── PROVIDED MATERIAL ──
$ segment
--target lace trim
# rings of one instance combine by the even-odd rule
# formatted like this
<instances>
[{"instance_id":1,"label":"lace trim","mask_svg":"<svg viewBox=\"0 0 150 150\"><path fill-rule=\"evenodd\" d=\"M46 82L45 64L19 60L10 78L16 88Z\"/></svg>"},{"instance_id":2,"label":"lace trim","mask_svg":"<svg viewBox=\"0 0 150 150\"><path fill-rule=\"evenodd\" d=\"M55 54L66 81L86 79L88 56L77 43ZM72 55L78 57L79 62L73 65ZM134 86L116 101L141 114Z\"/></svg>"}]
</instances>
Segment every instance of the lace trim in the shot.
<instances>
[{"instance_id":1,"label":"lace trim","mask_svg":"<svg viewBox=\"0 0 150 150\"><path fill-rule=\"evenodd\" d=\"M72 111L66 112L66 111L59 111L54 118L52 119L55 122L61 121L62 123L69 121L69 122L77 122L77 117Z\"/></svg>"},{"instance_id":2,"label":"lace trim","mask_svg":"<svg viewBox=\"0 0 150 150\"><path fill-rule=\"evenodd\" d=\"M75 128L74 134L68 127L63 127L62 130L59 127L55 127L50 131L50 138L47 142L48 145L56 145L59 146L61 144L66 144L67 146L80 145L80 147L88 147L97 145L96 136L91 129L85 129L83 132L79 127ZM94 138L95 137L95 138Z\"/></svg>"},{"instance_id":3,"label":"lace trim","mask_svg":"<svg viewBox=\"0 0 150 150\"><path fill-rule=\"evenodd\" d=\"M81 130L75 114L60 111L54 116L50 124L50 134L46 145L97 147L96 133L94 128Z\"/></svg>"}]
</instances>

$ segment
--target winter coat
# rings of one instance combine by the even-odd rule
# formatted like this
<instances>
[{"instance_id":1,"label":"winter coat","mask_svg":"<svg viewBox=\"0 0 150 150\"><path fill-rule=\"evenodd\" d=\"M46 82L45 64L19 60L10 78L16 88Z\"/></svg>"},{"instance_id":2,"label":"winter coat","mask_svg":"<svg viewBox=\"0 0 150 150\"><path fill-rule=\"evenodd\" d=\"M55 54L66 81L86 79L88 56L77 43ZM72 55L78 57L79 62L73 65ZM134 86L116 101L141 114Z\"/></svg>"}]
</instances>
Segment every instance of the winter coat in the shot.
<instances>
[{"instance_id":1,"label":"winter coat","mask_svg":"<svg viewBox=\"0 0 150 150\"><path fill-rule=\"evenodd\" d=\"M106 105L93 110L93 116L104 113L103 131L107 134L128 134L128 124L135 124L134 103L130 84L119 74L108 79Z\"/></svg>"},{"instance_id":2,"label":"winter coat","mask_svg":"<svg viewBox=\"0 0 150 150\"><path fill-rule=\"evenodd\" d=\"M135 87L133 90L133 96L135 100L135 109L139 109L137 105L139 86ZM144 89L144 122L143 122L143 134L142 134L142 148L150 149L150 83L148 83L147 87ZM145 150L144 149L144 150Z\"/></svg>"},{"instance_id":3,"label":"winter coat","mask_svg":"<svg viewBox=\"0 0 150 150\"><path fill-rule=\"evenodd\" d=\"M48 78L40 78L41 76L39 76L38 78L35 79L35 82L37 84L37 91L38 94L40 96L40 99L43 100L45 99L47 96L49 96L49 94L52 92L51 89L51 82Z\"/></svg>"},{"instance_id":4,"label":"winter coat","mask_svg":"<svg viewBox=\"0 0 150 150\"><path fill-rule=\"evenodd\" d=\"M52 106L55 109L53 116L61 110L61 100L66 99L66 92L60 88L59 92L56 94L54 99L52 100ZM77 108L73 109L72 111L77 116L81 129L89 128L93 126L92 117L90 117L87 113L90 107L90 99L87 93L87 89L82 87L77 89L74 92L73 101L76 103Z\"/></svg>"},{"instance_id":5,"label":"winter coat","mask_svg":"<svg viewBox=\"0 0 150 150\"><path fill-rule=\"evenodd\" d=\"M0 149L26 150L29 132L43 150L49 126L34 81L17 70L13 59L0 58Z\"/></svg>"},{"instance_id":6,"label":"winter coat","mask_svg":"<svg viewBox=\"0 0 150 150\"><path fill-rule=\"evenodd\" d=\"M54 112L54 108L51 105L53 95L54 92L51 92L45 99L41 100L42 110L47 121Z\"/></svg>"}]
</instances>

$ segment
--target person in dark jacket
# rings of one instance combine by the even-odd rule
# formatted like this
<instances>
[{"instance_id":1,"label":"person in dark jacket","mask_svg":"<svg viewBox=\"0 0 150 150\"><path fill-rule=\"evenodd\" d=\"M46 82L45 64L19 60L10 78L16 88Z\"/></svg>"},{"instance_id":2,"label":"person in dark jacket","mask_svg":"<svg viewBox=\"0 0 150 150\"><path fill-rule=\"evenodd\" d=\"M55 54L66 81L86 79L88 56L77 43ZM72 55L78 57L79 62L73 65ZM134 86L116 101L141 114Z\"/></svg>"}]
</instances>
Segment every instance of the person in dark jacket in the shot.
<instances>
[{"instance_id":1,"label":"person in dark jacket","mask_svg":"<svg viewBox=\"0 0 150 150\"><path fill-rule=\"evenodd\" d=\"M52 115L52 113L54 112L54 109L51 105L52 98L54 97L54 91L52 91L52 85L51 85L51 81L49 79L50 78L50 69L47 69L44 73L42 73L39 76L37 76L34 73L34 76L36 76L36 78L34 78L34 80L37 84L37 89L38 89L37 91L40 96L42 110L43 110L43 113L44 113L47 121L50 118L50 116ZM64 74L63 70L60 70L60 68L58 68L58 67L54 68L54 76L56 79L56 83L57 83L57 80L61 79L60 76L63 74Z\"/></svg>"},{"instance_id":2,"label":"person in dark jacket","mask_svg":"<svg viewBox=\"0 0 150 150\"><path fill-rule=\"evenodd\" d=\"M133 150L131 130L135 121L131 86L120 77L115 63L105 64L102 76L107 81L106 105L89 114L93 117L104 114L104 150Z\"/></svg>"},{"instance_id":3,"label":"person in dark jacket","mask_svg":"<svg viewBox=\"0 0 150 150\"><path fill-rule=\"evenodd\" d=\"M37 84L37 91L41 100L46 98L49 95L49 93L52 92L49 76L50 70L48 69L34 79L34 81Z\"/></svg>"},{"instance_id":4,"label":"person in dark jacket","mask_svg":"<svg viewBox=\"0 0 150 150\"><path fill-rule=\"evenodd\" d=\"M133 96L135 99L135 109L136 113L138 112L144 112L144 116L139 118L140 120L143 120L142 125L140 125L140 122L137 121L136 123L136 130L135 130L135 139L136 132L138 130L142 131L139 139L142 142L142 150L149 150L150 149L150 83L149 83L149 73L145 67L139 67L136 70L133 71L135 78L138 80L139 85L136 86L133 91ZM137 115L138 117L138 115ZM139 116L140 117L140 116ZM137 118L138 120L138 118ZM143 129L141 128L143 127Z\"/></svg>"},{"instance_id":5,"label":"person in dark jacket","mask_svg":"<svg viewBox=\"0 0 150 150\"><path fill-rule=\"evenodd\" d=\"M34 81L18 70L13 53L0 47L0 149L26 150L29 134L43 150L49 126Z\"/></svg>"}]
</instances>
───
- [REQUIREMENT]: Write out a word-for-word copy of every entry above.

- [WRITTEN ANSWER]:
$ segment
--target lace trim
# rings of one instance combine by the even-odd rule
# formatted like this
<instances>
[{"instance_id":1,"label":"lace trim","mask_svg":"<svg viewBox=\"0 0 150 150\"><path fill-rule=\"evenodd\" d=\"M46 82L45 64L19 60L10 78L16 88Z\"/></svg>"},{"instance_id":2,"label":"lace trim","mask_svg":"<svg viewBox=\"0 0 150 150\"><path fill-rule=\"evenodd\" d=\"M55 54L66 81L86 79L88 56L77 43ZM72 55L78 57L79 62L73 65ZM134 86L116 101L141 114Z\"/></svg>"}]
</instances>
Segment every instance of the lace trim in the shot.
<instances>
[{"instance_id":1,"label":"lace trim","mask_svg":"<svg viewBox=\"0 0 150 150\"><path fill-rule=\"evenodd\" d=\"M72 111L66 112L66 111L59 111L54 118L52 119L55 122L61 121L62 123L69 121L69 122L77 122L77 117Z\"/></svg>"},{"instance_id":2,"label":"lace trim","mask_svg":"<svg viewBox=\"0 0 150 150\"><path fill-rule=\"evenodd\" d=\"M75 128L74 134L68 127L63 127L62 130L59 127L55 127L50 131L50 138L47 142L48 145L56 145L59 146L61 144L66 144L67 146L80 145L80 147L88 147L97 145L96 136L91 129L85 129L83 132L79 127ZM94 138L95 137L95 138Z\"/></svg>"},{"instance_id":3,"label":"lace trim","mask_svg":"<svg viewBox=\"0 0 150 150\"><path fill-rule=\"evenodd\" d=\"M81 130L75 114L60 111L54 116L50 124L50 134L46 145L97 147L96 133L94 128Z\"/></svg>"}]
</instances>

$ segment
--target winter coat
# rings of one instance combine by the even-odd rule
# formatted like this
<instances>
[{"instance_id":1,"label":"winter coat","mask_svg":"<svg viewBox=\"0 0 150 150\"><path fill-rule=\"evenodd\" d=\"M46 82L45 64L19 60L10 78L16 88Z\"/></svg>"},{"instance_id":2,"label":"winter coat","mask_svg":"<svg viewBox=\"0 0 150 150\"><path fill-rule=\"evenodd\" d=\"M55 54L66 81L86 79L88 56L77 43ZM72 55L78 57L79 62L73 65ZM134 86L116 101L141 114Z\"/></svg>"}]
</instances>
Segment every instance of the winter coat in the shot.
<instances>
[{"instance_id":1,"label":"winter coat","mask_svg":"<svg viewBox=\"0 0 150 150\"><path fill-rule=\"evenodd\" d=\"M106 105L93 110L93 116L104 113L103 131L107 134L128 134L128 124L135 124L134 103L130 84L119 74L108 79Z\"/></svg>"},{"instance_id":2,"label":"winter coat","mask_svg":"<svg viewBox=\"0 0 150 150\"><path fill-rule=\"evenodd\" d=\"M135 87L133 90L133 96L135 100L135 109L139 109L137 105L139 86ZM144 89L144 122L143 122L143 134L142 134L142 148L150 149L150 83L148 83L147 87ZM145 150L144 149L144 150Z\"/></svg>"},{"instance_id":3,"label":"winter coat","mask_svg":"<svg viewBox=\"0 0 150 150\"><path fill-rule=\"evenodd\" d=\"M48 78L40 78L41 76L39 76L38 78L35 79L35 82L37 84L37 91L38 94L40 96L40 99L43 100L45 99L47 96L49 96L49 94L52 92L51 89L51 82Z\"/></svg>"},{"instance_id":4,"label":"winter coat","mask_svg":"<svg viewBox=\"0 0 150 150\"><path fill-rule=\"evenodd\" d=\"M52 106L55 109L53 116L61 110L61 100L66 99L66 92L60 88L59 92L56 94L54 99L52 100ZM77 108L73 109L72 111L77 116L81 129L89 128L93 126L92 117L90 117L87 113L90 107L90 99L87 93L87 89L82 87L77 89L74 92L73 101L76 103Z\"/></svg>"},{"instance_id":5,"label":"winter coat","mask_svg":"<svg viewBox=\"0 0 150 150\"><path fill-rule=\"evenodd\" d=\"M0 149L26 150L29 132L43 150L49 126L34 81L17 70L13 59L0 58Z\"/></svg>"},{"instance_id":6,"label":"winter coat","mask_svg":"<svg viewBox=\"0 0 150 150\"><path fill-rule=\"evenodd\" d=\"M54 112L54 108L51 105L53 95L54 92L51 92L45 99L41 100L42 110L47 121Z\"/></svg>"}]
</instances>

$ segment
--target person in dark jacket
# rings of one instance combine by the even-odd rule
# formatted like this
<instances>
[{"instance_id":1,"label":"person in dark jacket","mask_svg":"<svg viewBox=\"0 0 150 150\"><path fill-rule=\"evenodd\" d=\"M46 82L45 64L19 60L10 78L16 88Z\"/></svg>"},{"instance_id":2,"label":"person in dark jacket","mask_svg":"<svg viewBox=\"0 0 150 150\"><path fill-rule=\"evenodd\" d=\"M55 54L66 81L86 79L88 56L77 43ZM72 55L78 57L79 62L73 65ZM134 86L116 101L141 114Z\"/></svg>"}]
</instances>
Segment every instance of the person in dark jacket in the shot.
<instances>
[{"instance_id":1,"label":"person in dark jacket","mask_svg":"<svg viewBox=\"0 0 150 150\"><path fill-rule=\"evenodd\" d=\"M52 115L52 113L54 112L54 109L51 105L52 98L54 97L54 91L52 91L52 85L51 85L51 81L49 79L50 78L50 69L47 69L44 73L42 73L39 76L37 76L34 73L34 76L36 76L36 78L34 78L34 80L37 84L37 89L38 89L37 91L40 96L42 110L43 110L43 113L44 113L47 121L50 118L50 116ZM64 74L63 70L60 70L60 68L58 68L58 67L54 68L54 76L56 79L56 83L57 83L57 80L61 79L60 76L63 74Z\"/></svg>"},{"instance_id":2,"label":"person in dark jacket","mask_svg":"<svg viewBox=\"0 0 150 150\"><path fill-rule=\"evenodd\" d=\"M133 150L131 130L135 121L131 86L120 77L115 63L105 64L102 76L107 81L106 105L89 114L93 117L104 114L104 150Z\"/></svg>"},{"instance_id":3,"label":"person in dark jacket","mask_svg":"<svg viewBox=\"0 0 150 150\"><path fill-rule=\"evenodd\" d=\"M37 84L37 91L41 100L46 98L49 95L49 93L52 92L49 76L50 70L48 69L34 79L34 81Z\"/></svg>"},{"instance_id":4,"label":"person in dark jacket","mask_svg":"<svg viewBox=\"0 0 150 150\"><path fill-rule=\"evenodd\" d=\"M133 96L135 99L135 109L136 113L138 112L144 112L144 116L139 118L140 120L143 120L142 125L140 125L140 122L137 121L136 123L136 130L135 130L135 139L136 132L138 130L142 131L139 139L142 142L142 150L149 150L150 149L150 83L149 83L149 73L145 67L139 67L136 70L133 71L135 78L138 80L139 85L136 86L133 91ZM137 115L138 117L138 115ZM139 116L140 117L140 116ZM137 118L138 120L138 118ZM143 129L141 128L143 127Z\"/></svg>"},{"instance_id":5,"label":"person in dark jacket","mask_svg":"<svg viewBox=\"0 0 150 150\"><path fill-rule=\"evenodd\" d=\"M34 81L18 70L13 53L0 47L0 149L26 150L29 134L43 150L49 126Z\"/></svg>"}]
</instances>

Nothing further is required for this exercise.